Consigne
Mettez à jour le texte sur le principe de précaution en réécrivant tout le passage depuis « Avant que le » jusqu'à « classique de prévention. », avec « précipitations acides » à la place de « pluies acides ».

Bloc de texte
┄┄┄┄┄┄┄┄┄┄
AEDD : Le principe de précaution a été récemment évoqué pour les gaz de schiste, pour le volcan islandais qui a tenu les avions au sol pendant plusieurs jours, le H5N1, etc., à chaque fois à tort. Y a-t-il des exemples où le principe de précaution s'applique ?

Dominique Bourg : Oui, celui de la vache folle. Il y avait une vraie incertitude scientifique, puisqu'on ne savait pas à l'époque qu'une protéine (le prion) pouvait être infectieuse ; en outre, nous ne connaissions alors pas exactement la manière dont cette maladie pouvait se diffuser à partir des produits tirés des animaux infectés, ni le décompte mortel final. Si on n'avait pas agi préventivement, l'impuissance aurait été totale face à la diffusion d'une maladie incurable, identifiable qu'une fois déclarée. Rien à voir avec les prothèses mammaires PIP, simple cas de prévention sans ignorance scientifique.

On peut également citer l'exemple de la surmortalité des abeilles et l'utilisation des pesticides comme le Régent. C'est en effet la première fois qu'on met en évidence la dangerosité d'un cocktail de molécules et de virus.

Avant que le principe de précaution n'apparaisse, il y a eu l'épisode des pluies acides au début des années quatre-vingts pour lequel il aurait pu s'appliquer. C'est seulement cinq ou six ans après qu'on a appris quelque chose de nouveau scientifiquement, à savoir que le dépérissement forestier était causé en grande partie par le stress hydrique subi par les forêts lors de la sécheresse de 1976.

Attention, l'incertitude doit être scientifique, et non technique : si les autorités publiques ont un problème avec la dangerosité des huîtres d'une baie donnée, et qu'une méthodologie conclut à un danger, tandis qu'une autre conclut le contraire, le principe de précaution ne s'applique pas. Que telle méthodologie soit en l'occurrence plus pertinente ne nous apprend rien de nouveau sur les huîtres. C'est un problème classique de prévention.
┄┄┄┄┄┄┄┄┄┄
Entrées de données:
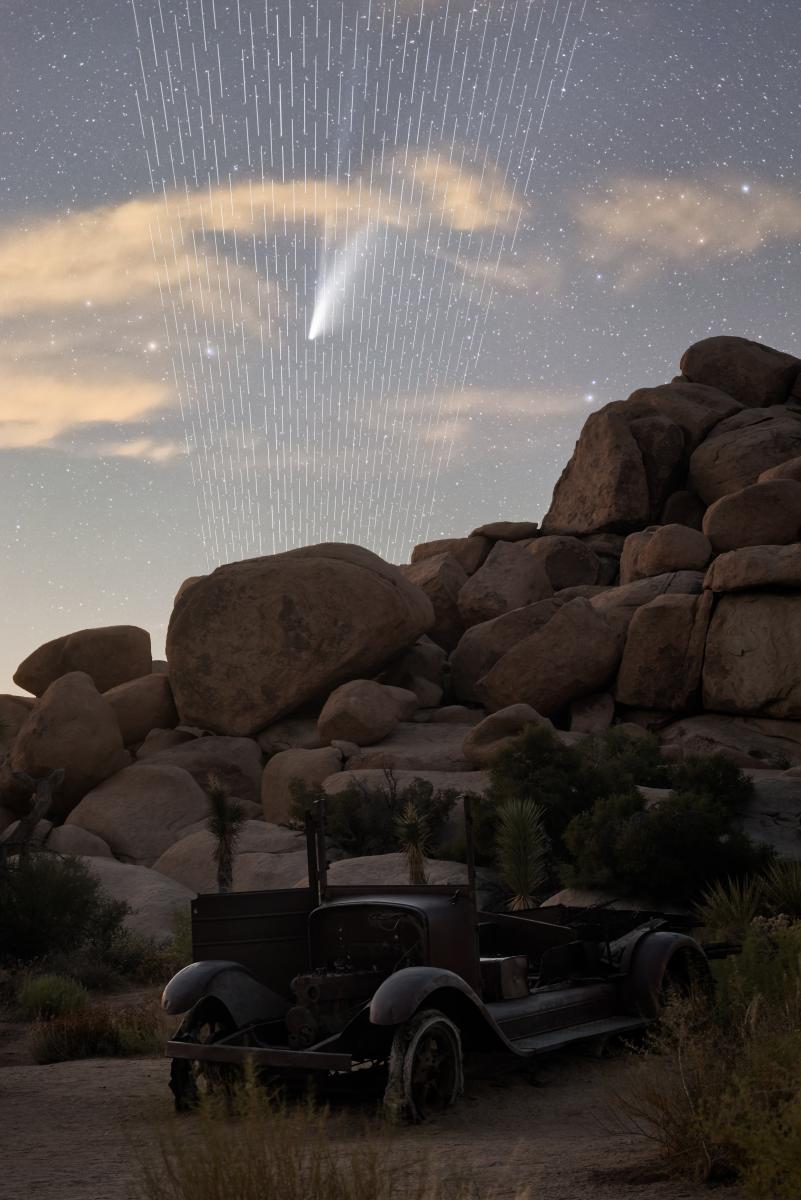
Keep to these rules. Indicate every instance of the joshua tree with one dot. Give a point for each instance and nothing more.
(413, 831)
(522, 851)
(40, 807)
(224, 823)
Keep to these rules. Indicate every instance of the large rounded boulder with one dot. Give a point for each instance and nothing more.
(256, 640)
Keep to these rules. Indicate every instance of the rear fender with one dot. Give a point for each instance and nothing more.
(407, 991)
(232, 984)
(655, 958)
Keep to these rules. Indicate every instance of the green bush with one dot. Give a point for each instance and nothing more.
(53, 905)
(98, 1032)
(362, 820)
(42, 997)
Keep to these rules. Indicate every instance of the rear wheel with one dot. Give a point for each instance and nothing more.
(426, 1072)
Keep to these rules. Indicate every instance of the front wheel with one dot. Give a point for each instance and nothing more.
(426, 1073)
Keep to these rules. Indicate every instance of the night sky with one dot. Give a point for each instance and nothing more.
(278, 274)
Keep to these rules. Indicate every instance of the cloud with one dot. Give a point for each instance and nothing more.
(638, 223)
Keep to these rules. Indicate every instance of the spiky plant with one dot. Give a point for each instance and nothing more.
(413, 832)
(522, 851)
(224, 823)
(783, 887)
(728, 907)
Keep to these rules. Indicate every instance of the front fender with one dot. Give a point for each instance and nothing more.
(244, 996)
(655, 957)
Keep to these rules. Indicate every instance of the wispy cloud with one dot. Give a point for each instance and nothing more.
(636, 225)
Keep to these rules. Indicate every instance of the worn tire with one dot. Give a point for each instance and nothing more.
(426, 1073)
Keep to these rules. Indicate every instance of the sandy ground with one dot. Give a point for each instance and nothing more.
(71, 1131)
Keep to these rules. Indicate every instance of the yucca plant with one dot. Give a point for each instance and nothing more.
┄┄┄┄┄┄┄┄┄┄
Réponse
Avant que le principe de précaution n'apparaisse, il y a eu l'épisode des précipitations acides au début des années quatre-vingts pour lequel il aurait pu s'appliquer. C'est seulement cinq ou six ans après qu'on a appris quelque chose de nouveau scientifiquement, à savoir que le dépérissement forestier était causé en grande partie par le stress hydrique subi par les forêts lors de la sécheresse de 1976.

Attention, l'incertitude doit être scientifique, et non technique : si les autorités publiques ont un problème avec la dangerosité des huîtres d'une baie donnée, et qu'une méthodologie conclut à un danger, tandis qu'une autre conclut le contraire, le principe de précaution ne s'applique pas. Que telle méthodologie soit en l'occurrence plus pertinente ne nous apprend rien de nouveau sur les huîtres. C'est un problème classique de prévention.